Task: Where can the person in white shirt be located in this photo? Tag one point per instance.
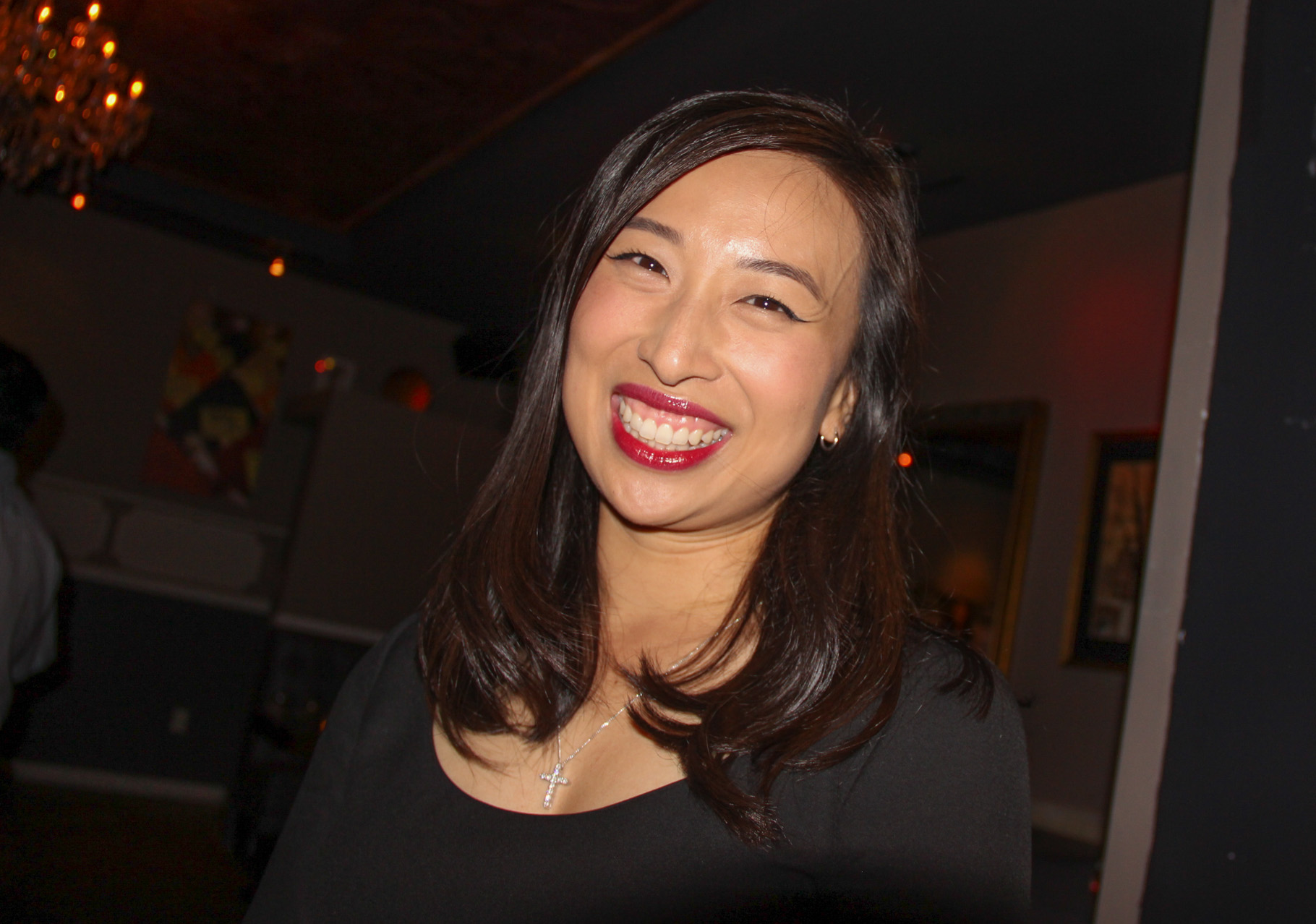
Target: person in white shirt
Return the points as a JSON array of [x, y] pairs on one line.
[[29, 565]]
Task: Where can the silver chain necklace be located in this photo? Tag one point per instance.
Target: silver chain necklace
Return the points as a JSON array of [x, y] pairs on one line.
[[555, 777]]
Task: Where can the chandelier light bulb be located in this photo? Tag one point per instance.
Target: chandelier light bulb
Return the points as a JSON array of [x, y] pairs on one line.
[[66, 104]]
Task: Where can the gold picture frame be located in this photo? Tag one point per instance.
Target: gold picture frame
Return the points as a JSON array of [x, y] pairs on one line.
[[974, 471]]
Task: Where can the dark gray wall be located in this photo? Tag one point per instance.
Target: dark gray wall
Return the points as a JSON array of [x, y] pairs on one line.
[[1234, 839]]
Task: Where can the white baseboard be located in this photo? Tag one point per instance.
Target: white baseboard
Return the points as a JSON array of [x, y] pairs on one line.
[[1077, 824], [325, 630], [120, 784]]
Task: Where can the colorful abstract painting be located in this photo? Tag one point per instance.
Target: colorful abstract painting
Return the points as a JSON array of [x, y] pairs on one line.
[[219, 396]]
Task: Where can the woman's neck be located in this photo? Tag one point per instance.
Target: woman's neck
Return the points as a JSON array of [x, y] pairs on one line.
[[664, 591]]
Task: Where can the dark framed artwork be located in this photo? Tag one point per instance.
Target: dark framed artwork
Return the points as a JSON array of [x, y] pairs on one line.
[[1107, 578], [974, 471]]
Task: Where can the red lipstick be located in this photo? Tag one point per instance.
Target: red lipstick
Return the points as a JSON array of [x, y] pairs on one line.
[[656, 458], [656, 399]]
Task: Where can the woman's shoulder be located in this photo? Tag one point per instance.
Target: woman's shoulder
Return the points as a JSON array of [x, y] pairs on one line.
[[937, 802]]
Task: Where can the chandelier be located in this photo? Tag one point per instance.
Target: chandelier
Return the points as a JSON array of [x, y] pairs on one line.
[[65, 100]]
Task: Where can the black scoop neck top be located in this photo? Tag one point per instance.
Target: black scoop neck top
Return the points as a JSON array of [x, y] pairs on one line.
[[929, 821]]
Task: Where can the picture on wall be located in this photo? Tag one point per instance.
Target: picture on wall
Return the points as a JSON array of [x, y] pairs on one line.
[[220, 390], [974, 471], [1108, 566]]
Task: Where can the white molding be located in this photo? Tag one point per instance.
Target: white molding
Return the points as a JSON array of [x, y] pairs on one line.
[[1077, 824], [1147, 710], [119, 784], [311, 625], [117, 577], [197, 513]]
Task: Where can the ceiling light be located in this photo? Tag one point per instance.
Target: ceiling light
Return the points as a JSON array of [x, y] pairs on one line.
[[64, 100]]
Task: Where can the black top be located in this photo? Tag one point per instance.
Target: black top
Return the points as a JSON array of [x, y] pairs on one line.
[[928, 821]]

---------------

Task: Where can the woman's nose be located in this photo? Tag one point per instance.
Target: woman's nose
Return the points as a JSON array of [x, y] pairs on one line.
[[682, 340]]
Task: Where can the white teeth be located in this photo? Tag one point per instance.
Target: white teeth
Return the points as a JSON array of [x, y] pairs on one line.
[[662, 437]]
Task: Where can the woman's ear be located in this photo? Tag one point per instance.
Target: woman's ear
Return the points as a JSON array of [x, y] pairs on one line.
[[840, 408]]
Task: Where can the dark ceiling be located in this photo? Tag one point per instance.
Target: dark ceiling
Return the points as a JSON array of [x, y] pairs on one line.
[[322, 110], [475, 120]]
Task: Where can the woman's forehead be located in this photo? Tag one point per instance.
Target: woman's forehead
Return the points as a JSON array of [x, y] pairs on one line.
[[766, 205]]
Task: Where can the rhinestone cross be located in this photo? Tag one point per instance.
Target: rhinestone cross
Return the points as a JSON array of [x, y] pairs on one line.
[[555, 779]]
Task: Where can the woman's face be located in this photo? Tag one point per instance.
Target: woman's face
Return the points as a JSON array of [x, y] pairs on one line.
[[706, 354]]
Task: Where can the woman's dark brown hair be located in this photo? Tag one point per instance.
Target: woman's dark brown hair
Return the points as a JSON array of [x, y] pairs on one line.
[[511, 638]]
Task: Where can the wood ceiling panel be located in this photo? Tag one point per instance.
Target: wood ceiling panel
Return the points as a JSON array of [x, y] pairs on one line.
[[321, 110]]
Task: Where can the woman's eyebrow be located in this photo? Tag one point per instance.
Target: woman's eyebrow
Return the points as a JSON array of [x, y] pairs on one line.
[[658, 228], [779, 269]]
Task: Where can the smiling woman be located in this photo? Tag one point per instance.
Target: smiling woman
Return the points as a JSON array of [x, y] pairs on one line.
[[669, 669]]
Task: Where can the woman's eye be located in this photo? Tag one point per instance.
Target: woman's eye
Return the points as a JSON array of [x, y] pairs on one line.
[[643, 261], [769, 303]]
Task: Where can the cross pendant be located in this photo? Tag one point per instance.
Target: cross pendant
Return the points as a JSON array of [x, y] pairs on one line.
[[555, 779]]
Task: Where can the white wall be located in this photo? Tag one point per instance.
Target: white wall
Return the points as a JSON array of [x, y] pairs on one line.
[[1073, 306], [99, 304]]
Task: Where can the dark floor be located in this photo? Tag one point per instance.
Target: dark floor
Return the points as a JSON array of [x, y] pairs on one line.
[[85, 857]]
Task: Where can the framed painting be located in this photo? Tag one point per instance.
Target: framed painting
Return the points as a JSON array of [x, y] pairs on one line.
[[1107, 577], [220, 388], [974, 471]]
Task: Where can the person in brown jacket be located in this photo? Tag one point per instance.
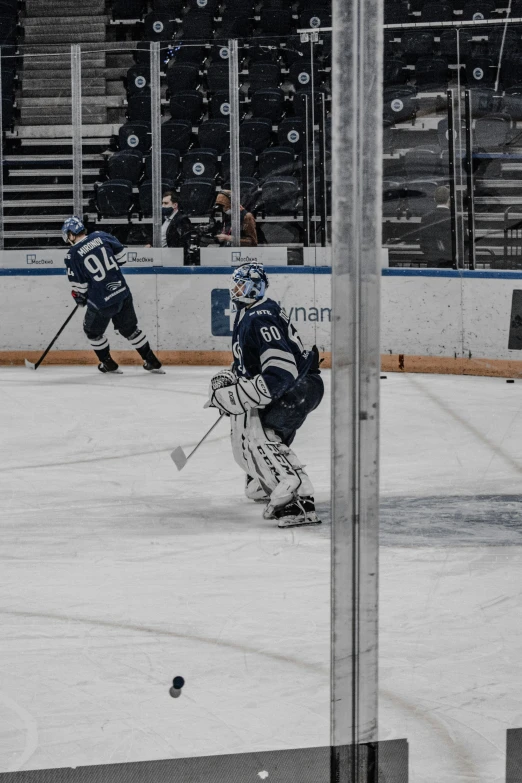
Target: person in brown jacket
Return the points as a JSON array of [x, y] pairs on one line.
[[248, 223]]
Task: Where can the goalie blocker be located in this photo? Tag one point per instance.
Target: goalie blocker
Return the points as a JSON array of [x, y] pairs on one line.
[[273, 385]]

---------------

### What to produce
Retype only the lines above between the line with "Task: Where can the woman's dark" and the line with "Target: smiling woman", counting those two lines as well, and keep every character as it is.

### Solved problem
Task: Where can the woman's dark brown hair be located in this photo? Tag one point per instance.
Target: woman's dark brown hair
Return the points as a JSON array of [x, y] pairs on one line.
[[511, 638]]
Task: Where can the wood ceiling panel be located in this photo? Tag one point per instance.
Target: wood ceiling panel
Return the points as a JSON array of [x, y] pairs on one line.
[[321, 110]]
Task: Where can the woman's eyebrow be located in this photo? Tag one point per instance.
Target: woman's eyebrow
Return the points as a JSON array of [x, y] pairs on one line.
[[658, 228], [779, 269]]
Task: Where can the smiling woman be located in this photo? Tag one point per instance.
Target: smiling woman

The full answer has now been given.